Exercise directions: Edit the rows from the line containing "task | locate a point on every instance of the brick" through the end of the rows, inclusive, replacing "kitchen counter" with "kitchen table" and leaving everything else unchanged, and reproduce only those lines.

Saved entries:
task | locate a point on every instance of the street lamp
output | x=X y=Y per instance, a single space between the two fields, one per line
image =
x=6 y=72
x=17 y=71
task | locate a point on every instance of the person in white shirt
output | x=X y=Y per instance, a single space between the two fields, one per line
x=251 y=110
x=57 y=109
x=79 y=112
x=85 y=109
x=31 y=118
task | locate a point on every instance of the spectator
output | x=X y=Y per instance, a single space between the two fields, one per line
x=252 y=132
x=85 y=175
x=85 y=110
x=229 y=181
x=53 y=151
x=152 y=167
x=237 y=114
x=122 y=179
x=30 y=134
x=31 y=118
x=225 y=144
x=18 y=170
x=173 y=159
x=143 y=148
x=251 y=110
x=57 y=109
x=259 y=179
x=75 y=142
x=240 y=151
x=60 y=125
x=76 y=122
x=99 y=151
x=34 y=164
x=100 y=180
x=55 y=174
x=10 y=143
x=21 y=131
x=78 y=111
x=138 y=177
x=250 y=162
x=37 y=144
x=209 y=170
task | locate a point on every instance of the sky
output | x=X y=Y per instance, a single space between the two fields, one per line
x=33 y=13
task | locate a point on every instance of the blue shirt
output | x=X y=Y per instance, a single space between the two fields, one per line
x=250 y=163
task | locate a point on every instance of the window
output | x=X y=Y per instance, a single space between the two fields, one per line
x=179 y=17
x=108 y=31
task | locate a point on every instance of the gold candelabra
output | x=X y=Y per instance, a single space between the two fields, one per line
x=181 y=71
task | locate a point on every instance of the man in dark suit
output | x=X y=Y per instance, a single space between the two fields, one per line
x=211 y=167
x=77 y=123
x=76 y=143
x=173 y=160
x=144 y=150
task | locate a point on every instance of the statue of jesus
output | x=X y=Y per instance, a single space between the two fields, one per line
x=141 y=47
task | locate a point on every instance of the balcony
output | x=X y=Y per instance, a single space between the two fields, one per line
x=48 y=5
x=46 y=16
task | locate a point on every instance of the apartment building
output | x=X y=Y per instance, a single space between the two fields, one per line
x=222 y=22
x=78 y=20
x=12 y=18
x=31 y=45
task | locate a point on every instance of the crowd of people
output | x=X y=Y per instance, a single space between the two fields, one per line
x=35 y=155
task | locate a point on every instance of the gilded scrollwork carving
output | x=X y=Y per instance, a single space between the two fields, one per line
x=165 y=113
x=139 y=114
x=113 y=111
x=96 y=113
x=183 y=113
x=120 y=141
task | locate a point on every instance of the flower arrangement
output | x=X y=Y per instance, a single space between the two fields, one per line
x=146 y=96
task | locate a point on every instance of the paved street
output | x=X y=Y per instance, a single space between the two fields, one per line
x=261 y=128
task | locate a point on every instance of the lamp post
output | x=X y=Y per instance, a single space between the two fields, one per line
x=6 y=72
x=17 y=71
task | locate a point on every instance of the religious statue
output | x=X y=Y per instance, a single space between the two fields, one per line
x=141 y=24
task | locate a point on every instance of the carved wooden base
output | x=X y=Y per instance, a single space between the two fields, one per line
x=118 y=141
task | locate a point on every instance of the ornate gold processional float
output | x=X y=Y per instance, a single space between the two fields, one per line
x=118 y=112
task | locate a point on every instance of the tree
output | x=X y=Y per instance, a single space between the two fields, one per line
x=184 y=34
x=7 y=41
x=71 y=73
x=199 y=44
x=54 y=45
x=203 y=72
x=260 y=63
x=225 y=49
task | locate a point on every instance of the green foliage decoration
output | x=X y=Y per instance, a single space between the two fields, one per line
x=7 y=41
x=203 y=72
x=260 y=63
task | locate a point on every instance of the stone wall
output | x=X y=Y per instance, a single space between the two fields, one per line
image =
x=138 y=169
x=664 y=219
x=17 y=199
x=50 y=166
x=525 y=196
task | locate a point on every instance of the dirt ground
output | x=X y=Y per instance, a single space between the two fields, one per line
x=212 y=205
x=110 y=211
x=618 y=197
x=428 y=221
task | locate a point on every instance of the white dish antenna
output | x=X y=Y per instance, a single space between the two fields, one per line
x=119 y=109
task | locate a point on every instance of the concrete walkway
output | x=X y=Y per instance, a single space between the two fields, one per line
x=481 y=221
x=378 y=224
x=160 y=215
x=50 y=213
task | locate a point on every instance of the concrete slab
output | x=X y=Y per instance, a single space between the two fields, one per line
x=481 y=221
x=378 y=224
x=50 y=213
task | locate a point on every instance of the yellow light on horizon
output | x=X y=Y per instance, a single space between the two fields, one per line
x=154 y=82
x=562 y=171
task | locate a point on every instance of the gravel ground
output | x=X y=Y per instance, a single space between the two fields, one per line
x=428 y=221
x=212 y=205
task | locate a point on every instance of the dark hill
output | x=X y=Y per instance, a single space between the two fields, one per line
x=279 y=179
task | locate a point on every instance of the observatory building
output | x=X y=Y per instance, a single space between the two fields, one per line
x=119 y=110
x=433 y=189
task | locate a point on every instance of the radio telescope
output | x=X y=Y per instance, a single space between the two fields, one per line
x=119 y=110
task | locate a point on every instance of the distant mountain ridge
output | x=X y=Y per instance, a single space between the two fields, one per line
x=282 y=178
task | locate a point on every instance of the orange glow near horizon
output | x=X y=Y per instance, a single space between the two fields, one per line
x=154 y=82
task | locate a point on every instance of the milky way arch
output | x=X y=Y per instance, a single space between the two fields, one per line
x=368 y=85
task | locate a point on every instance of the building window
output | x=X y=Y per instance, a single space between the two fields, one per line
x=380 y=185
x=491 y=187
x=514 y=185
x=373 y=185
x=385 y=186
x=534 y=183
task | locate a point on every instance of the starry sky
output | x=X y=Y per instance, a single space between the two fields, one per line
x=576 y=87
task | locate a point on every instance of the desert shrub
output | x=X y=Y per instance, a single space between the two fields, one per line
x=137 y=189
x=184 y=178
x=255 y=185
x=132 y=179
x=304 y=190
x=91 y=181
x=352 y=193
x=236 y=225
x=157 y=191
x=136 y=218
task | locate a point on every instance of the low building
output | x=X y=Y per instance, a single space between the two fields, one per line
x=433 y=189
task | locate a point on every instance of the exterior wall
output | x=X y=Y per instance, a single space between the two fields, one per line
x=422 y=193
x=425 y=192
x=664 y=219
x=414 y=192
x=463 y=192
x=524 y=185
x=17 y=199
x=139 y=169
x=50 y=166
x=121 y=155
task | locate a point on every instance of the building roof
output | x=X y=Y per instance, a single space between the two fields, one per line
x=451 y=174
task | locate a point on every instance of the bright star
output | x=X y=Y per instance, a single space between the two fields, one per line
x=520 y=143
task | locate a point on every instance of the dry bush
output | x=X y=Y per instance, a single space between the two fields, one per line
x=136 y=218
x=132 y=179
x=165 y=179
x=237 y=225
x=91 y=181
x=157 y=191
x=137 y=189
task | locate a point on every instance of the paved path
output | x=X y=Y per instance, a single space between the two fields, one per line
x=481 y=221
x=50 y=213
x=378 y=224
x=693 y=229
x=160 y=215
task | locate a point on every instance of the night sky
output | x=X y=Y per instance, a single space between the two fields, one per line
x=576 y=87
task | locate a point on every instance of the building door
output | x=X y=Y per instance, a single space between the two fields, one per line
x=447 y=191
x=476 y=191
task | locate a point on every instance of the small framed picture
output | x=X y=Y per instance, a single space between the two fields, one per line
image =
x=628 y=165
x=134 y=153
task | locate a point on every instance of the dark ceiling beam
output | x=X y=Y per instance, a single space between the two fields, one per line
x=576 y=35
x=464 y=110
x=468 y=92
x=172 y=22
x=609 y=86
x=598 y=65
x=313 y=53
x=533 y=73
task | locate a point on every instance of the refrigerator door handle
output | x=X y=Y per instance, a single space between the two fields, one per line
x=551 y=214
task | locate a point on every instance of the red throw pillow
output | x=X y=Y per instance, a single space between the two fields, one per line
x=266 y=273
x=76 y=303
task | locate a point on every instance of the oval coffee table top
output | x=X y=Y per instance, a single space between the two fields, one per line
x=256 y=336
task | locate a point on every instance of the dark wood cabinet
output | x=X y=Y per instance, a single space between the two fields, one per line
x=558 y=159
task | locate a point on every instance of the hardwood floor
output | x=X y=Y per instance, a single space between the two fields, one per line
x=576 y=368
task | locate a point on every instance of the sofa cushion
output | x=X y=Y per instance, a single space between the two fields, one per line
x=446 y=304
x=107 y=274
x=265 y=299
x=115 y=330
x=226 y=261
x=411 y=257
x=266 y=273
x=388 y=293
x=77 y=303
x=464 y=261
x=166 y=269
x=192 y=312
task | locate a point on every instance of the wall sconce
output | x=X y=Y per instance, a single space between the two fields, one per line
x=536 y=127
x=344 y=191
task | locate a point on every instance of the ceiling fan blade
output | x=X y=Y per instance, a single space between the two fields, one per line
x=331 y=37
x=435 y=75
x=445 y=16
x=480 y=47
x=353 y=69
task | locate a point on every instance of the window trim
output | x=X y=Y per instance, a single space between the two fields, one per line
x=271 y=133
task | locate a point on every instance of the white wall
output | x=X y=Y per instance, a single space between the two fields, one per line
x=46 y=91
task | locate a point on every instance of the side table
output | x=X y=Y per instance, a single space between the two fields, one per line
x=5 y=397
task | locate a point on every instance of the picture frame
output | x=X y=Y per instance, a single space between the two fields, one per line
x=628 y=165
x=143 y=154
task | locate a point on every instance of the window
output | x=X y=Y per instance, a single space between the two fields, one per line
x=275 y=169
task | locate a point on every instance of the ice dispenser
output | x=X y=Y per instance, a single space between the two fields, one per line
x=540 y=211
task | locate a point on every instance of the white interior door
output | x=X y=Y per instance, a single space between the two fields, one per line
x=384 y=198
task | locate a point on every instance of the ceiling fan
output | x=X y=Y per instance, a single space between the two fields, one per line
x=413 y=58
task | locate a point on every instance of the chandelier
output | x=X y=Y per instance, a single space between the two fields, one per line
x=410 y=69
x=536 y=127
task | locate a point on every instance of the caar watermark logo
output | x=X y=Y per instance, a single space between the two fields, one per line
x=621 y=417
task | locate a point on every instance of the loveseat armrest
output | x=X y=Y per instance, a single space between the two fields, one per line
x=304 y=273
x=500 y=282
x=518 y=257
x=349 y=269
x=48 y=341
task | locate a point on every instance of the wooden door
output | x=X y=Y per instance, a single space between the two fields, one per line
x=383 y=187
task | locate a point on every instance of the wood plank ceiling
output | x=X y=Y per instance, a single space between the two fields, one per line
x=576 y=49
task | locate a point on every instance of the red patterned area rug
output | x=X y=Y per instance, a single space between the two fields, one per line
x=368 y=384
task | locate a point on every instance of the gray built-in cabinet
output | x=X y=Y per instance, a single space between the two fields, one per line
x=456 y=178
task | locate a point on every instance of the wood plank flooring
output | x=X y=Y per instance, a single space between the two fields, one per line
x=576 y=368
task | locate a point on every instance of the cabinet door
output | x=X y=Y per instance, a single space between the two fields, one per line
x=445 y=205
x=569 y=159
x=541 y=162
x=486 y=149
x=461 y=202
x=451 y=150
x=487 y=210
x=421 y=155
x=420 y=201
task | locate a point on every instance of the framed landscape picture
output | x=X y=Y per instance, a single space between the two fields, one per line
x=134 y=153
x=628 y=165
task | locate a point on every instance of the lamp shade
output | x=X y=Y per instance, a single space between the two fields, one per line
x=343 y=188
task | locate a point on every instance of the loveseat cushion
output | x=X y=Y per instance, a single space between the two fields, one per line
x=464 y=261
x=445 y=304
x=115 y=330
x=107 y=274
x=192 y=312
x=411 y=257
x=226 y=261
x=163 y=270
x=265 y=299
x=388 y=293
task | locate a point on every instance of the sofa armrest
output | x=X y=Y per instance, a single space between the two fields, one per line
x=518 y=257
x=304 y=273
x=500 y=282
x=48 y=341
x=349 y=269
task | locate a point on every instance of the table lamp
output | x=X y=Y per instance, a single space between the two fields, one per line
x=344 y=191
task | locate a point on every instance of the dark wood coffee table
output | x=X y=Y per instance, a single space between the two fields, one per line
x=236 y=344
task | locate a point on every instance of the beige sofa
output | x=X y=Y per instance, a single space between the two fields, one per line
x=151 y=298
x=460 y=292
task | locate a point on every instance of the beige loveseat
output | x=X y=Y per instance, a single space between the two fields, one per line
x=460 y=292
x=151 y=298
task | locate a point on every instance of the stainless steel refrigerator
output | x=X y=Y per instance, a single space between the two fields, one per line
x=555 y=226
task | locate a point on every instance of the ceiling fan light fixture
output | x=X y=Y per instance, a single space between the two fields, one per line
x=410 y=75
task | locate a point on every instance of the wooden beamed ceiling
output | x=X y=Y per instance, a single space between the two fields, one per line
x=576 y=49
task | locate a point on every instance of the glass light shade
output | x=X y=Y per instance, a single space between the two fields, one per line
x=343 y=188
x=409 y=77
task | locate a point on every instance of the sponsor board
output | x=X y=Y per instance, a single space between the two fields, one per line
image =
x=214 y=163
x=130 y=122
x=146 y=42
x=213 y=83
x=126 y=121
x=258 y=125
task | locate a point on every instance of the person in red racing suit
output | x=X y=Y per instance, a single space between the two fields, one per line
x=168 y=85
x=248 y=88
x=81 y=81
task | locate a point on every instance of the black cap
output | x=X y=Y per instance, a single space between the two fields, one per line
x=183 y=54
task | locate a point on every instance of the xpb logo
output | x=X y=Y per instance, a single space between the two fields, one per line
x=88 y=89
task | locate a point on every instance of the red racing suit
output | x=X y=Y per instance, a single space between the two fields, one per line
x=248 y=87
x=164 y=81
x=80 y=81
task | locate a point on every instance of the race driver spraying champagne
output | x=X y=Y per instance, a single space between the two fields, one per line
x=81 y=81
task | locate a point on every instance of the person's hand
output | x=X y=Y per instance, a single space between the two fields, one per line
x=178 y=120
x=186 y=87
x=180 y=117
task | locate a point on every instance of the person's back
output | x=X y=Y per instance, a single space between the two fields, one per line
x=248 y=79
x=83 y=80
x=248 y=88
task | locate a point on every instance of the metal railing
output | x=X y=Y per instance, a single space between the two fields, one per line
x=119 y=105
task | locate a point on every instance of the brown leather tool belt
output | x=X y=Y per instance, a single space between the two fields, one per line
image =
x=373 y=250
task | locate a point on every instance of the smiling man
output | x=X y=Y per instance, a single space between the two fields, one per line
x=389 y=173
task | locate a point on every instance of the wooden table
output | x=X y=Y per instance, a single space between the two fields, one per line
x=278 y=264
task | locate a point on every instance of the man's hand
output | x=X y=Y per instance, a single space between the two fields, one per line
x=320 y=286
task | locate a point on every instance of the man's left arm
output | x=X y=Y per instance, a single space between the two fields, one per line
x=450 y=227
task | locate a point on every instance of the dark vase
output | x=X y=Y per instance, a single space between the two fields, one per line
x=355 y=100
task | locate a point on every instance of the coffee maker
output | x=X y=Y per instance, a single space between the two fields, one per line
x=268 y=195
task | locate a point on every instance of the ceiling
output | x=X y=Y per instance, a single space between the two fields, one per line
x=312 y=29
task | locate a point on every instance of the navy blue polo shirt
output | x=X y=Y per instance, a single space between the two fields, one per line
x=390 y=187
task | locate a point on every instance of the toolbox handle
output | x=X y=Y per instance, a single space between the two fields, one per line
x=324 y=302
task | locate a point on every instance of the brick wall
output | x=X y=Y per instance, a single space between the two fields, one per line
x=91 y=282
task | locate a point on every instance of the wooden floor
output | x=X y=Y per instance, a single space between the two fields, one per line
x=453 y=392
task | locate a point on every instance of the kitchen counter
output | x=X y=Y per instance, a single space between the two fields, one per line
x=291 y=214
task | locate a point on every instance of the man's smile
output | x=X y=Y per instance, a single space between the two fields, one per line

Answer for the task:
task | locate a point on every instance of the brick wall
output | x=X y=Y per instance, a single space between the two fields, one per line
x=91 y=282
task | locate a point on every instance of the wooden floor
output | x=X y=Y per instance, a single space between the two fields, one per line
x=453 y=392
task | locate a point on every instance of the kitchen table
output | x=X y=Y per instance, a single space between the two fields, one per line
x=291 y=214
task | locate a point on every instance of the man's smile
output | x=X y=Y per instance, a single space between the two fields, one per line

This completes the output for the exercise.